* [OBJECTIVE] Put the lines in the listing below, from the one containing "emblem, that would be wonderful." through the end of the listing, inclusive, into a JSON list of strings with one string per line. Omit blank lines.
****************************************
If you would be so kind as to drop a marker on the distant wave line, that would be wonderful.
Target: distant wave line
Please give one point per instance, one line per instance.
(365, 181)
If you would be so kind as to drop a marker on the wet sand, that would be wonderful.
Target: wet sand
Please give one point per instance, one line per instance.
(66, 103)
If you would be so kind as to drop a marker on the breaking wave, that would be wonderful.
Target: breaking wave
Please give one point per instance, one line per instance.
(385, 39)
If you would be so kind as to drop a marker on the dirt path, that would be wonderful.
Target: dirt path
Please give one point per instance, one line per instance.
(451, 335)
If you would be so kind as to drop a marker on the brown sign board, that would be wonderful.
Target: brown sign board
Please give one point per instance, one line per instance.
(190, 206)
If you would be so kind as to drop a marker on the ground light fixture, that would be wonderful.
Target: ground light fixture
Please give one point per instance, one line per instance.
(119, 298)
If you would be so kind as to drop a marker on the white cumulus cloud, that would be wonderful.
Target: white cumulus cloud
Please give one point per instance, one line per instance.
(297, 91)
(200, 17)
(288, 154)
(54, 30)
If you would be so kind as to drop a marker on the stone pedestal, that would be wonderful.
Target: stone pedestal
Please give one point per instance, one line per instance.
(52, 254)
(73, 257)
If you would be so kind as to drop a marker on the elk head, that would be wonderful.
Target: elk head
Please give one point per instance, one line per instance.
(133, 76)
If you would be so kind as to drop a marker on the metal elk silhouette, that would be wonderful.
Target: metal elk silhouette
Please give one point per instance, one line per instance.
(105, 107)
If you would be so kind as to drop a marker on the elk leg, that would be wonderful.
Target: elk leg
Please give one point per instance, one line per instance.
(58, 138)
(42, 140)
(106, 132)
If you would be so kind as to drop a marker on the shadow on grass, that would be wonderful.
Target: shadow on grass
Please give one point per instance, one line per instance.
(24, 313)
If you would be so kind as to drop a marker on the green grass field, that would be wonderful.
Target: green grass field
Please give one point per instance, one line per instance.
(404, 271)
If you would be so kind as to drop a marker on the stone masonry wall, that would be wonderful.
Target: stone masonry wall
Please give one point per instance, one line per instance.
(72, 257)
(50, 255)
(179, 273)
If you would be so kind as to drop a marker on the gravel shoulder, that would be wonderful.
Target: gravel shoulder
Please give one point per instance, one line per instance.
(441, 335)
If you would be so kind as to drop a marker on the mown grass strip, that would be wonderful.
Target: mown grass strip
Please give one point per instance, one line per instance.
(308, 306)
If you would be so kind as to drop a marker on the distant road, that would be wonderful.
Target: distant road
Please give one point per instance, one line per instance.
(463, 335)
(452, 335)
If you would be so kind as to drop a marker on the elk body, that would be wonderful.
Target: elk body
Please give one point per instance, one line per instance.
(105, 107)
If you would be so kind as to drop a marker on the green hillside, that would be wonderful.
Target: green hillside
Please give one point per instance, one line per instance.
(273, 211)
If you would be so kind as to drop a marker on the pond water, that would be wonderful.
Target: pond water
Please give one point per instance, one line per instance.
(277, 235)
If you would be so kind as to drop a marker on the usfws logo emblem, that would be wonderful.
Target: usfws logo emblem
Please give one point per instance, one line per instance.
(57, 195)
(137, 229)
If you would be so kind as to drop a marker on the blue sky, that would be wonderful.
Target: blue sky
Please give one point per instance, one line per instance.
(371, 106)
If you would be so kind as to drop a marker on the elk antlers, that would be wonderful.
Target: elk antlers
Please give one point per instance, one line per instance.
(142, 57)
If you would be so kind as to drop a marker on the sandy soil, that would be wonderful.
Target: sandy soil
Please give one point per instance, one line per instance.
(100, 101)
****************************************
* [ANSWER BELOW]
[
  "If you would be so kind as to drop a marker on the usfws logo emblem, that would be wonderful.",
  "Target: usfws logo emblem",
  "Please give one point per instance, one line per instance.",
  "(57, 195)",
  "(137, 229)",
  "If you would be so kind as to drop a marker on the blue sky, that would be wonderful.",
  "Target: blue sky",
  "Please give one point per instance, one line per instance.",
  "(371, 106)",
  "If you would be so kind as to drop a marker on the elk antlers, that would be wonderful.",
  "Target: elk antlers",
  "Please give one point per instance, one line per instance.",
  "(142, 57)",
  "If you would be so kind as to drop a marker on the sandy soil, that would be wonderful.",
  "Target: sandy soil",
  "Please give one point per instance, one line per instance.",
  "(100, 101)"
]